Le tecnologie digitali nei cimiteri: una svolta democratica nel ricordo? di Davide Sisto

13 Maggio 2024/4 Commenti/in Riflessioni/da sipuodiremorte

L’edizione 2024 di Tanexpo, una delle più prestigiose esposizioni internazionali di arte funeraria e cimiteriale, che si tiene ogni due anni a Bologna, ha testimoniato – una volta per tutte – l’ingresso trionfale delle tecnologie digitali anche nel campo dei riti funebri. Una considerevole parte di Tanexpo è stata, infatti, dedicata a un numero ragguardevole di iniziative private volte a favorire una graduale digitalizzazione dei cimiteri. Da una parte, possiamo osservare in maniera nitida le conseguenze odierne del ruolo fondamentale rivestito in tutto il mondo dai funerali in streaming durante il Covid-19. Se la pandemia li ha resi dei surrogati necessari nel momento in cui non potevamo per legge uscire dalle nostre abitazioni nemmeno in vista di un ultimo saluto al proprio caro, oggi sono aumentate considerevolmente le start up che offrono la possibilità di partecipare a distanza ai funerali, tramite gli schermi, a prescindere dall’emergenza sanitaria. Il servizio è indirizzato, soprattutto, a chi non può per ragioni contingenti essere presente nel luogo dove si svolge il rito (per esempio, a causa di una lontananza geografica significativa o per una disabilità, o ancora per problematiche di natura giudiziaria). Dall’altra, è possibile notare quante società private stiano investendo sui QR Code da posizionare sulle lapidi, di modo da creare un collegamento tra il cimitero e i luoghi online più rappresentativi del defunto, o su applicazioni per mobile device intente a riprodurre digitalmente la mappa dei cimiteri, consentendo ai cittadini di trovare più agilmente la tomba della persona amata. Al tempo stesso, queste applicazioni permettono di prolungare online i riti del commiato, tramite bacheche in cui ogni individuo può lasciare fiori e candele virtuali, nonché scrivere qualche ricordo specifico relativo al defunto.

• Compito A: Indica se ciascuna affermazione concorda con il brano sulle tecnologie digitali nei cimiteri, rispondendo sì o no e citando le parole del brano che lo stabiliscono. (i) Tanexpo si tiene ogni anno a Bologna. (ii) Il servizio di funerali a distanza si rivolge soprattutto a chi non può essere presente nel luogo del rito. (iii) Le applicazioni per i cimiteri consentono di lasciare fiori e candele virtuali.
• Compito B: Scrivi il seguito del brano sulle tecnologie digitali nei cimiteri, partendo dopo la sua ultima frase.

• Materiale estratto:
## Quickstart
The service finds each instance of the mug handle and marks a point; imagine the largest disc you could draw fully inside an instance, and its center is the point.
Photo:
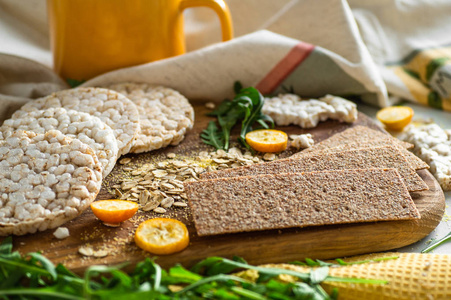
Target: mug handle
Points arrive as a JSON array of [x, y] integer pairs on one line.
[[221, 9]]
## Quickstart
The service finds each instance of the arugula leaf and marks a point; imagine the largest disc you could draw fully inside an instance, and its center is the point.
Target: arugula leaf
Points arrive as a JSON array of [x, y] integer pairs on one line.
[[34, 277], [246, 108]]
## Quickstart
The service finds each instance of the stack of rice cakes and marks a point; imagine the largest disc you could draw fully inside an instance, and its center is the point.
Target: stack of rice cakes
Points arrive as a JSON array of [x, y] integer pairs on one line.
[[358, 175], [55, 151]]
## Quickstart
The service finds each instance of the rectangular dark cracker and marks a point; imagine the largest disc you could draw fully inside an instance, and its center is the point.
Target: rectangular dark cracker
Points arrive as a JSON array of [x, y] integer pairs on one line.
[[379, 157], [414, 160], [276, 201], [364, 137], [355, 134]]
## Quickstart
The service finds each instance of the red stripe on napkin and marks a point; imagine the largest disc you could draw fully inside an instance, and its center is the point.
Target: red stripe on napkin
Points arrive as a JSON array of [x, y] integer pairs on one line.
[[284, 68]]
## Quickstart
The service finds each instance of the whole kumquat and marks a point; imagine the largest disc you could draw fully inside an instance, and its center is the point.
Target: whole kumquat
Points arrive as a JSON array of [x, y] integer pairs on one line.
[[114, 211]]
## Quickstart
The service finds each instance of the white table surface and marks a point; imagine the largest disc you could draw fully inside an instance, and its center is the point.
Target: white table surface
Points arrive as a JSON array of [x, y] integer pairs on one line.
[[444, 120]]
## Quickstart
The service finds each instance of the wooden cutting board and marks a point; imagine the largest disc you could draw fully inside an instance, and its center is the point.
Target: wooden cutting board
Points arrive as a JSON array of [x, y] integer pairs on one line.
[[256, 247]]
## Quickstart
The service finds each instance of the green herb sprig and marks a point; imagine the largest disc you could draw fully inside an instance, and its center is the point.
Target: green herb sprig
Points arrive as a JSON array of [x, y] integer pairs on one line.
[[33, 276], [245, 107]]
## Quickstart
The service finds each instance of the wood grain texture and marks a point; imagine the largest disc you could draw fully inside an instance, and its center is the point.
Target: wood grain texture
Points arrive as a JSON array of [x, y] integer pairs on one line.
[[256, 247]]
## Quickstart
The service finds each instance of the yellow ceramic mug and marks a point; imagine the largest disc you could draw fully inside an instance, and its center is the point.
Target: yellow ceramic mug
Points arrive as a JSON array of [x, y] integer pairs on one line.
[[91, 37]]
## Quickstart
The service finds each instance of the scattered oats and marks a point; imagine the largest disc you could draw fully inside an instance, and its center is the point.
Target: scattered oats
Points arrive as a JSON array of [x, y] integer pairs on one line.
[[144, 197], [86, 251], [159, 173], [159, 210], [269, 156], [111, 224], [100, 253], [210, 105], [151, 204], [221, 153], [61, 233], [162, 164], [167, 202], [220, 161], [167, 186], [125, 160], [179, 163]]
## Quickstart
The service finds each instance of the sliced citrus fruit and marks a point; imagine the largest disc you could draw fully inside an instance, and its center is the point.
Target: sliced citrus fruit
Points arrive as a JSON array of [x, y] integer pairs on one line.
[[267, 140], [114, 211], [162, 236], [395, 117]]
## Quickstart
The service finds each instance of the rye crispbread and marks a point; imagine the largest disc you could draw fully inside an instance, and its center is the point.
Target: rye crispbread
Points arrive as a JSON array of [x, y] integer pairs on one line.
[[357, 134], [380, 157], [276, 201], [363, 137], [413, 160]]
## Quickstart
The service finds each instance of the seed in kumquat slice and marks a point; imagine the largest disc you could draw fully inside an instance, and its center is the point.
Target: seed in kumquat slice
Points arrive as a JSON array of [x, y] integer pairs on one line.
[[395, 117], [267, 140], [114, 211], [162, 236]]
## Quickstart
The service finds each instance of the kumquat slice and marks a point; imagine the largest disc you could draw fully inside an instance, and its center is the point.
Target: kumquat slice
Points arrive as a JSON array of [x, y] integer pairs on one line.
[[162, 236], [267, 140], [395, 117]]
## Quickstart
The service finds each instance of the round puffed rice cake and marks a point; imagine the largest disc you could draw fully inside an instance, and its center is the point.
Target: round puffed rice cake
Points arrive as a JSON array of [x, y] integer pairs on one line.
[[45, 180], [164, 114], [114, 109], [85, 127]]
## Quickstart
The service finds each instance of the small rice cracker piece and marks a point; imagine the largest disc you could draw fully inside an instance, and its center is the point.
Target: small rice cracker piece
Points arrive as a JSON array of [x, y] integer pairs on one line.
[[114, 109], [381, 157], [164, 114], [363, 137], [85, 127], [45, 181], [286, 109], [433, 145], [277, 201]]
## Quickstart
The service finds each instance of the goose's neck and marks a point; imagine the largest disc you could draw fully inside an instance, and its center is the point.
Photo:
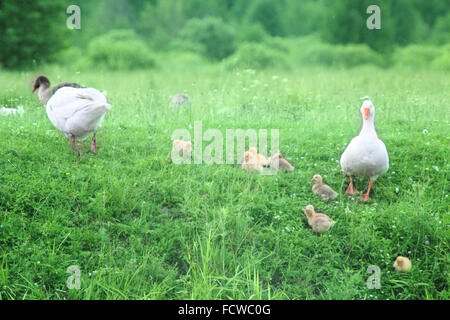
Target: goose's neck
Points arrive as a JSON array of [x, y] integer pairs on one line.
[[368, 128], [43, 93]]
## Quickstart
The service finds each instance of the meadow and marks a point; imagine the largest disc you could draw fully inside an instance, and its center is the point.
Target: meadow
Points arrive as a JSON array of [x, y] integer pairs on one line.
[[140, 227]]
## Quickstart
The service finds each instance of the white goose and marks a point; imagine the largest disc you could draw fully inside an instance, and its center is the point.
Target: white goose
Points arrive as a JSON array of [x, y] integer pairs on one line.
[[366, 155], [74, 110]]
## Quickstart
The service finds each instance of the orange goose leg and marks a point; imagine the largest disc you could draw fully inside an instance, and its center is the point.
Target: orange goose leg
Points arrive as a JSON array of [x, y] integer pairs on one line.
[[74, 144], [365, 197], [94, 144], [351, 189]]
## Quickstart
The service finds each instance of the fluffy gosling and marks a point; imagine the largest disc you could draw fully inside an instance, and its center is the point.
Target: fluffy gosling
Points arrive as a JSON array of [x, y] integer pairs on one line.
[[184, 146], [402, 264], [322, 190], [253, 161], [319, 222], [277, 162]]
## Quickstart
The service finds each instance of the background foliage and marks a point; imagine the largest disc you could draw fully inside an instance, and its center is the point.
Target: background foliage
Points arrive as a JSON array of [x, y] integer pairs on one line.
[[35, 32]]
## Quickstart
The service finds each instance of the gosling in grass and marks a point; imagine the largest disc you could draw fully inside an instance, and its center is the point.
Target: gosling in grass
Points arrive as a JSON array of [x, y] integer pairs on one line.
[[322, 190], [319, 222], [402, 264], [180, 99], [253, 161], [184, 146], [277, 162]]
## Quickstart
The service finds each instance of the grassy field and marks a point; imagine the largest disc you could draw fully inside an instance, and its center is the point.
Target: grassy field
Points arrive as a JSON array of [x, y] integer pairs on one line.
[[140, 227]]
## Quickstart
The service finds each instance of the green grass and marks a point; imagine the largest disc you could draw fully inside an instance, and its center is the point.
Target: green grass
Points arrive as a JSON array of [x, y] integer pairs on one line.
[[141, 227]]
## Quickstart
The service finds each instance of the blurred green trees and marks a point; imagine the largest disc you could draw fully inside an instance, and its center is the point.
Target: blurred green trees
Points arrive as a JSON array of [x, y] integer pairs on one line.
[[36, 30], [31, 31]]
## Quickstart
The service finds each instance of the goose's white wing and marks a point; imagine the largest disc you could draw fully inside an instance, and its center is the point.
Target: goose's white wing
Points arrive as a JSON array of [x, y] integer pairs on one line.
[[77, 111]]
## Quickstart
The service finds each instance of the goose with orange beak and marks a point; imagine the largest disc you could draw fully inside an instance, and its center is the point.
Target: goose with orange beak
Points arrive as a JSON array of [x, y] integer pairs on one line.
[[73, 109], [366, 155]]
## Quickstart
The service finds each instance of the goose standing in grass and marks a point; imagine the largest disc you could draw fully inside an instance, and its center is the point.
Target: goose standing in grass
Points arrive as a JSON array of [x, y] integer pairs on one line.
[[366, 155], [73, 109]]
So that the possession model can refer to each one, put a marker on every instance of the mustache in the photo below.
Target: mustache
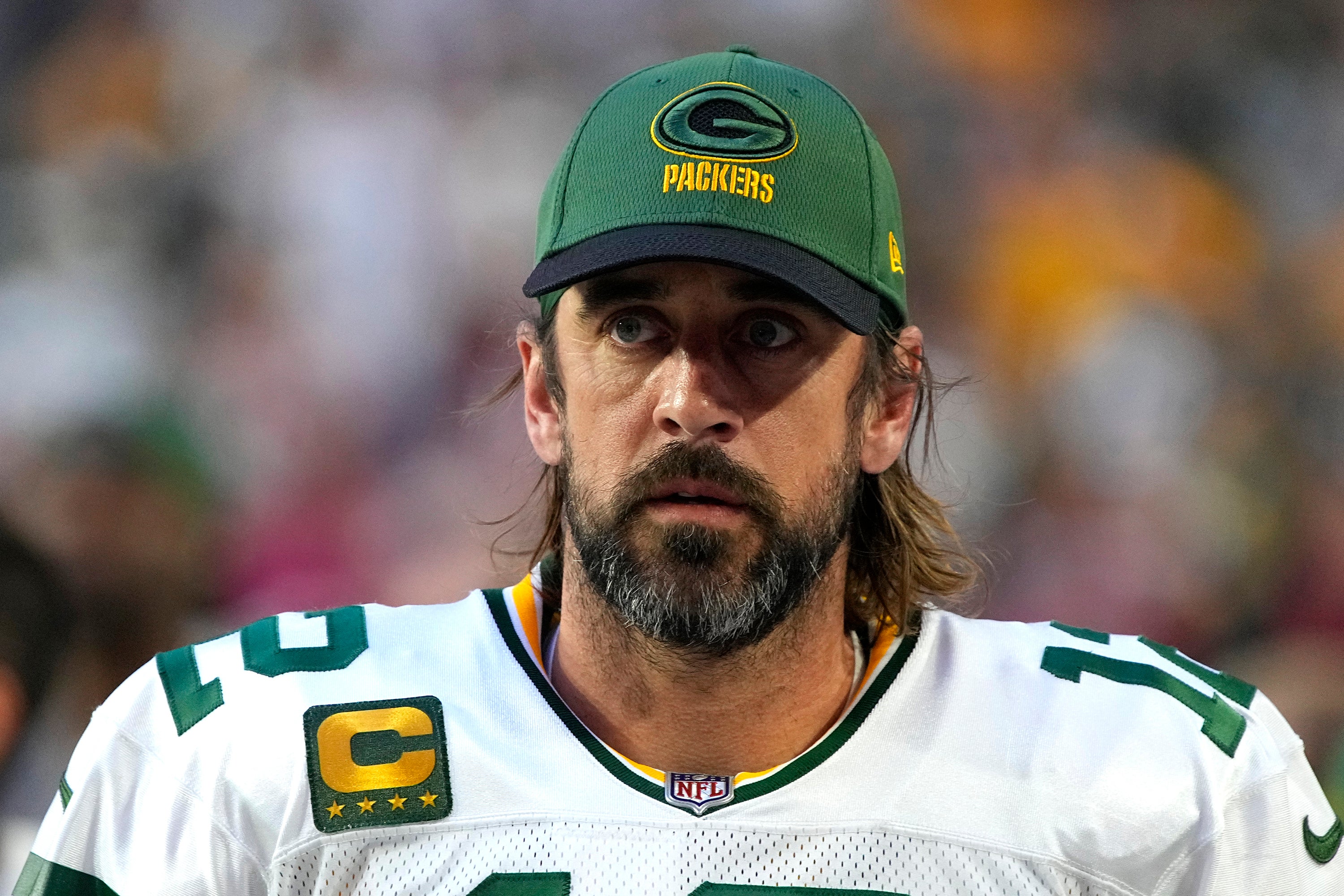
(706, 462)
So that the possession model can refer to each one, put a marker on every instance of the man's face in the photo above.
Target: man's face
(709, 447)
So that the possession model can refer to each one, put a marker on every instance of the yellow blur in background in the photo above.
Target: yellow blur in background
(257, 257)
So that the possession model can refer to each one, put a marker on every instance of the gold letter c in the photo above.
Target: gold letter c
(339, 769)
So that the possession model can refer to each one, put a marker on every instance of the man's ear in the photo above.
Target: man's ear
(539, 409)
(887, 424)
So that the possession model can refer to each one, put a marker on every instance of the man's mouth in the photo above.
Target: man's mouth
(697, 492)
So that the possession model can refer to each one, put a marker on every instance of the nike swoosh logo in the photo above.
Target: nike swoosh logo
(1323, 848)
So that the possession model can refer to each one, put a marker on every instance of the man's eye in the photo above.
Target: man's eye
(632, 330)
(769, 334)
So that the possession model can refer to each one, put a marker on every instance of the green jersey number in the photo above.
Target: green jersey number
(190, 699)
(1222, 724)
(558, 884)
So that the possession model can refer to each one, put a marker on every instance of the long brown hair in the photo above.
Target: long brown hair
(904, 551)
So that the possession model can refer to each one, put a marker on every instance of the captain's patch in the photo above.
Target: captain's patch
(382, 762)
(697, 793)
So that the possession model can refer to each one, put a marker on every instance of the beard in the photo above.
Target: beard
(702, 589)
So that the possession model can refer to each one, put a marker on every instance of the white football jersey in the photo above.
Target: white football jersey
(422, 750)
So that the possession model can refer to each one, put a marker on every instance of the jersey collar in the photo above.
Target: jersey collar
(518, 613)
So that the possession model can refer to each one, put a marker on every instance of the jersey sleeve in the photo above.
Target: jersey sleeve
(125, 823)
(1277, 836)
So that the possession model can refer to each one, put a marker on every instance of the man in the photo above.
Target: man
(726, 675)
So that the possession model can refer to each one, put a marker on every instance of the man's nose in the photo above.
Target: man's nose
(695, 402)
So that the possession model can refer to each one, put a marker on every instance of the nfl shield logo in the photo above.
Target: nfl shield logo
(698, 793)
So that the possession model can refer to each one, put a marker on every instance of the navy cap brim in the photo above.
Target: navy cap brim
(855, 306)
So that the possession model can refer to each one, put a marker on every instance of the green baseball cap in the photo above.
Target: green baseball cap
(730, 159)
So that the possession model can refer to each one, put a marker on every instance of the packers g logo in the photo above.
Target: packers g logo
(382, 762)
(724, 121)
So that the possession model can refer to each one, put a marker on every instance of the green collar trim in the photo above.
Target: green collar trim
(791, 771)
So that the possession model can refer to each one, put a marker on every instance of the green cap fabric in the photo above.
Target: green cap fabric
(733, 159)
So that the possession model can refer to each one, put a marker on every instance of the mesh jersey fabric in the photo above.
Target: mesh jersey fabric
(972, 770)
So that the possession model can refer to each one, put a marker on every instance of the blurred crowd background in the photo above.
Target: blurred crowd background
(258, 256)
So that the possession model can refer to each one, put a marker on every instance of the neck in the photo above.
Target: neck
(679, 711)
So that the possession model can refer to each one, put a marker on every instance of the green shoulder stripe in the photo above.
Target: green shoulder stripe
(41, 878)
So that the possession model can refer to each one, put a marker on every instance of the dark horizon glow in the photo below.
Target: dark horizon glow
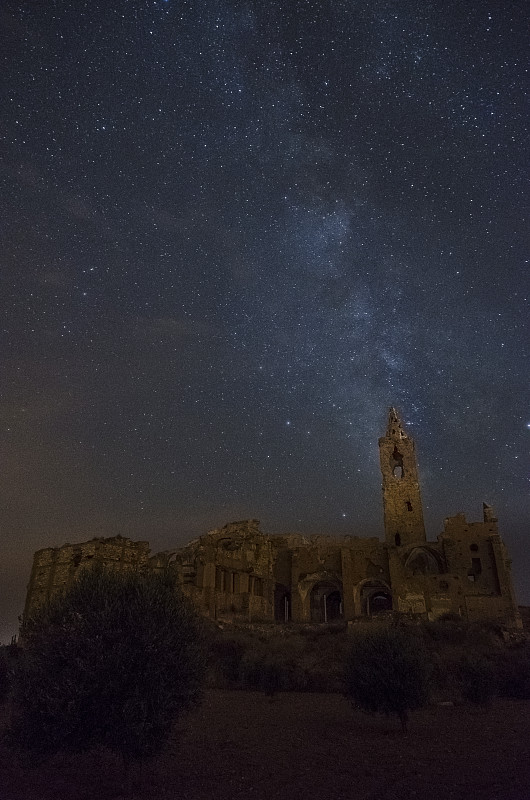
(234, 234)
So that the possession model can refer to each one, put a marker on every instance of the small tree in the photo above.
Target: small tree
(114, 662)
(4, 675)
(477, 677)
(387, 673)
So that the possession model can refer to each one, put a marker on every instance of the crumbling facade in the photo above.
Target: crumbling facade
(239, 573)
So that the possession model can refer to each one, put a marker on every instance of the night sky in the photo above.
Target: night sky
(234, 232)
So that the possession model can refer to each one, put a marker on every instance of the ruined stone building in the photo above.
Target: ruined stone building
(239, 573)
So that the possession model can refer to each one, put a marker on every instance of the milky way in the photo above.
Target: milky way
(234, 233)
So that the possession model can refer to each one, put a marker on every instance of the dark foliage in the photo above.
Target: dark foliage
(4, 675)
(477, 676)
(112, 662)
(513, 672)
(387, 672)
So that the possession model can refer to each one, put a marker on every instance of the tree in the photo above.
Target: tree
(387, 672)
(114, 661)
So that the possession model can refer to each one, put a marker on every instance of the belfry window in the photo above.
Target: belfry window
(396, 464)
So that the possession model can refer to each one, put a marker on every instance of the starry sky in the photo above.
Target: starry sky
(233, 234)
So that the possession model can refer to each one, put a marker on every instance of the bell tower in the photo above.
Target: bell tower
(401, 490)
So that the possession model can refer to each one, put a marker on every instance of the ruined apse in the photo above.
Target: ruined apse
(239, 573)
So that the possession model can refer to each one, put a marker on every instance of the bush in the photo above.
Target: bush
(477, 678)
(513, 672)
(4, 675)
(112, 662)
(387, 672)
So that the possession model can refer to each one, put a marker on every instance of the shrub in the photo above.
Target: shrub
(513, 672)
(113, 662)
(387, 672)
(4, 675)
(477, 679)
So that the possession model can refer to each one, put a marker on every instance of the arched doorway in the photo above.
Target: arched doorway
(282, 603)
(325, 602)
(376, 598)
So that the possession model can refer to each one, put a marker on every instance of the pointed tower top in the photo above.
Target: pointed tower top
(395, 427)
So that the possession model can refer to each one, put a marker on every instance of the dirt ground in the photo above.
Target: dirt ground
(243, 746)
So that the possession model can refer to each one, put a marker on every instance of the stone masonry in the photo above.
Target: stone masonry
(239, 573)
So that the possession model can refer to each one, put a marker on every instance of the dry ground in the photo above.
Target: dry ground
(242, 746)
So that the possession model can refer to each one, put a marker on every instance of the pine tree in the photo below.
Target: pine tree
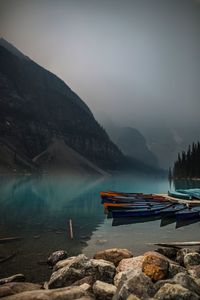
(187, 164)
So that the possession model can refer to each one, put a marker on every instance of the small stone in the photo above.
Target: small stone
(114, 255)
(104, 291)
(16, 278)
(103, 270)
(56, 256)
(168, 252)
(187, 282)
(175, 269)
(181, 253)
(191, 259)
(175, 292)
(101, 242)
(134, 282)
(132, 297)
(194, 271)
(63, 263)
(69, 293)
(117, 278)
(13, 288)
(155, 266)
(130, 263)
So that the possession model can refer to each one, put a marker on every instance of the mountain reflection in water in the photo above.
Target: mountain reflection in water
(38, 209)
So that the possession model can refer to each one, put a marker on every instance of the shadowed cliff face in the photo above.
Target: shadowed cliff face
(36, 106)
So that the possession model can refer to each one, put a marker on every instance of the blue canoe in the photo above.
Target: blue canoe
(143, 212)
(193, 193)
(187, 214)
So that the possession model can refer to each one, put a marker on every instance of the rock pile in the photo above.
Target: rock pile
(165, 274)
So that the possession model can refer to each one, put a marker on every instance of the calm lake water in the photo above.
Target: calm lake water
(38, 209)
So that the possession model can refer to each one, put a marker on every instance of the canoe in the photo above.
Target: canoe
(140, 212)
(122, 199)
(135, 207)
(194, 193)
(180, 195)
(187, 214)
(129, 196)
(130, 220)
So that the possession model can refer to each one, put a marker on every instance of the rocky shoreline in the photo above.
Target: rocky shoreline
(166, 273)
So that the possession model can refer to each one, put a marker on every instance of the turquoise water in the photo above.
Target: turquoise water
(38, 209)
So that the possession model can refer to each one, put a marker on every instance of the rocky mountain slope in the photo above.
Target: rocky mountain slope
(36, 106)
(132, 143)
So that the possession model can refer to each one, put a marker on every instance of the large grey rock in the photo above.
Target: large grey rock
(194, 271)
(161, 283)
(181, 253)
(69, 293)
(12, 288)
(187, 282)
(56, 256)
(80, 267)
(175, 269)
(103, 290)
(191, 259)
(13, 278)
(134, 282)
(168, 252)
(114, 255)
(130, 263)
(102, 270)
(63, 263)
(156, 266)
(72, 272)
(175, 292)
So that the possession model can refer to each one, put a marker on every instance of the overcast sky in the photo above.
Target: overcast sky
(136, 61)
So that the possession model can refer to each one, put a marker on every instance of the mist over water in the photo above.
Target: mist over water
(38, 209)
(135, 61)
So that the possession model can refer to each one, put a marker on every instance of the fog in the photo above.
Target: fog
(136, 62)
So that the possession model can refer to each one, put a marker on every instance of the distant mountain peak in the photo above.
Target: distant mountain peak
(4, 43)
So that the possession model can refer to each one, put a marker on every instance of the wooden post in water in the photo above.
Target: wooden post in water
(71, 229)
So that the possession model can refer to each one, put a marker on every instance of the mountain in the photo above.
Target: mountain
(167, 142)
(132, 143)
(36, 107)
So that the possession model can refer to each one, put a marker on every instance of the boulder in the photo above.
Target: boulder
(56, 256)
(175, 292)
(88, 279)
(155, 266)
(13, 288)
(160, 283)
(136, 283)
(194, 271)
(130, 263)
(63, 263)
(104, 291)
(117, 278)
(187, 282)
(191, 259)
(168, 252)
(175, 269)
(132, 297)
(103, 270)
(80, 267)
(181, 253)
(114, 255)
(13, 278)
(69, 293)
(73, 271)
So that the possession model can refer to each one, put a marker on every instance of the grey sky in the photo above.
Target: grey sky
(137, 61)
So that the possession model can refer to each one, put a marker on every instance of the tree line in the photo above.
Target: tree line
(187, 164)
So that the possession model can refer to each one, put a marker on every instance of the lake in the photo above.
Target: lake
(38, 210)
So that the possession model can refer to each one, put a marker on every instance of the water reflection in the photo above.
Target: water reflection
(39, 208)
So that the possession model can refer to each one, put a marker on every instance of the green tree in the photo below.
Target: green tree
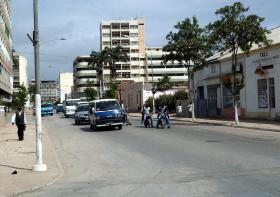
(111, 56)
(89, 91)
(32, 92)
(234, 31)
(20, 97)
(164, 83)
(111, 93)
(97, 63)
(188, 45)
(181, 95)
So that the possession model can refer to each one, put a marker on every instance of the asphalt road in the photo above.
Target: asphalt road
(186, 160)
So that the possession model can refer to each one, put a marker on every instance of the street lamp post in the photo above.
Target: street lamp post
(39, 166)
(153, 87)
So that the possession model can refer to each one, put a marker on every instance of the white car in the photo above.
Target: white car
(70, 107)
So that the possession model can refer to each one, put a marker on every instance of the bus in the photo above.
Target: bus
(70, 107)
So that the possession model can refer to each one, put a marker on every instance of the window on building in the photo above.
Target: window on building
(125, 34)
(116, 42)
(106, 35)
(266, 93)
(105, 26)
(116, 25)
(125, 42)
(227, 98)
(134, 35)
(271, 90)
(262, 93)
(125, 25)
(134, 51)
(213, 69)
(116, 34)
(133, 26)
(134, 42)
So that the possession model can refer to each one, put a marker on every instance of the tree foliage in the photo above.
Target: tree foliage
(189, 44)
(113, 55)
(181, 95)
(111, 93)
(20, 97)
(164, 83)
(237, 31)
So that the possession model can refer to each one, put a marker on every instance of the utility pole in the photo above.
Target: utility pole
(153, 86)
(39, 166)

• Spazio risposta A:
(i) No: «che si tiene ogni due anni a Bologna».
(ii) Sì: «Il servizio è indirizzato, soprattutto, a chi non può per ragioni contingenti essere presente nel luogo dove si svolge il rito».
(iii) Sì: «tramite bacheche in cui ogni individuo può lasciare fiori e candele virtuali».

• Spazio risposta B:
Funerali in streaming, QR Code sulle lapidi, applicazioni per mobile device intente a fornire servizi funebri nella dimensione online: l’insieme di queste iniziative testimonia, a mio avviso, come la crisi assodata del cimitero tradizionale sia strettamente legata al bisogno collettivo di personalizzare il rito funebre. Questo bisogno corrisponde, di fatto, alle caratteristiche generali assunte dalle nostre società connesse e secolarizzate: l’abitudine decennale di utilizzare i social media, creando profili a cui far corrispondere la propria irripetibile biografia, ci ha spinto a non accettare più il carattere anonimo delle lapidi tradizionali, indistinguibili l’una dall’altra. Già negli anni Settanta antropologi rinomati come Louis -Vincent Thomas erano convinti che l’evoluzione tecnologica avrebbe portato implicitamente in primo piano il desiderio di democratizzare il ricordo, non rendendo duratura la sola memoria delle persone che si sono distinte in vita per meriti specifici o, semplicemente, che si possono permettere il lusso di acquistare a tempo indeterminato spazi all’interno dei cimiteri. Oggi, questo duplice processo di personalizzazione e di democratizzazione del rito e del ricordo è già ampiamente messo in moto, per esempio, dai funerali laici, dalla cremazione, dalla dispersione delle ceneri, leggi locali permettendo. Le tecnologie – come quella del QR Code sulla lapide – non fanno altro che portare alle estreme conseguenze la volontà di mantenere una propria unicità, ben rimarcata, anche dopo la propria morte. E i dibattiti sui social in merito a queste esigenze sono alquanto significativi: su Tik Tok, per esempio, a proposito del QR Code sulle lapidi c’è chi già immagina di imbastire il blog in cui lasciare le proprie ricette culinarie o in cui fare sfoggio delle proprie abilità fotografiche, conservando le fotografie scattate durante i propri viaggi nel mondo. Si comincia, in altre parole, a pianificare un’eredità specifica, legata alle proprie soggettive prerogative, da unire alle classiche informazioni di rito conservate nei cimiteri.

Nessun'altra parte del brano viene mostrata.